Segment Start: Exercise data

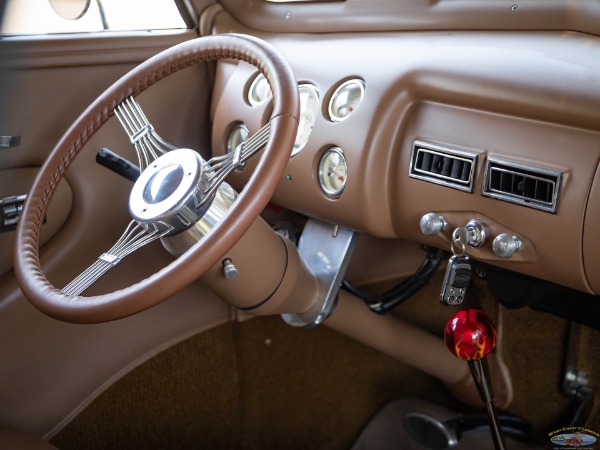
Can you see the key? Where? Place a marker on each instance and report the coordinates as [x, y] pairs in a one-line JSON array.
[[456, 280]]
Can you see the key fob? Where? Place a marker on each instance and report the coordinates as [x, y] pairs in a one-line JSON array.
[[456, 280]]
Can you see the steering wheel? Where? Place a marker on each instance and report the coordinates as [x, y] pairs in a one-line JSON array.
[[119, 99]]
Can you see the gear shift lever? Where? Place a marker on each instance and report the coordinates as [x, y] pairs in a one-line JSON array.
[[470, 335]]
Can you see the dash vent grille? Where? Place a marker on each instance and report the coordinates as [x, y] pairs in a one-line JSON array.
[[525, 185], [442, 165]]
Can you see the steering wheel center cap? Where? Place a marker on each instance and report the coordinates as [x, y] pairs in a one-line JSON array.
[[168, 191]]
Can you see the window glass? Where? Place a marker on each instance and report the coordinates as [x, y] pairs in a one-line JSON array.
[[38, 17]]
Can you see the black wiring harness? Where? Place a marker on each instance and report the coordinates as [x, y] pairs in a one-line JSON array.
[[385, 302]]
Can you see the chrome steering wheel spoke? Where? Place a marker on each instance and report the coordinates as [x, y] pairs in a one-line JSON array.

Segment End: Exercise data

=== What to do ===
Where an entry holds a picture, drop it and transcribe everything else exactly.

=== Written answer ===
Can you see the key? Where? Place a marker on each instance and report the coordinates as [x, y] pairs in a one-line JSON array.
[[456, 280]]
Can you see the key fob? Where? Place a marker on each instance and report the coordinates as [x, y] pairs in a one-line JSON array.
[[456, 280]]
Can you see the steering wheel? Where? Place a marker on each instance and report the coordinates as [x, y] pairs in a one-line JSON array.
[[119, 99]]
Can you see the gear shift lever? Where? Place a marker on each instance and report the coordinates as [x, y] pairs in a one-line JSON array.
[[470, 335]]
Can you see the dash vent grille? Where? Place a marker on each instance and report the coordinates as [x, y] pairs in a one-line JSON array.
[[525, 185], [442, 165]]
Can you see the steering wheel center cap? Where? Place a marker on each instance and report the coordinates as [x, y] pairs in a one-line JSON array.
[[168, 191]]
Can you see the window glass? Where? Place a marker on each instance and report the coordinates as [x, y] pairs in a one-line JSON array.
[[38, 17]]
Can you see the black wiring harness? Where? Place a marker on each instance and report the coordinates as [x, y] pairs in a one-line JSON array.
[[385, 302]]
Can you see the chrome steering wheel spoke? Where? Place a marker on each instance and report the coordinates as [x, y] pairs in a one-line JSON array.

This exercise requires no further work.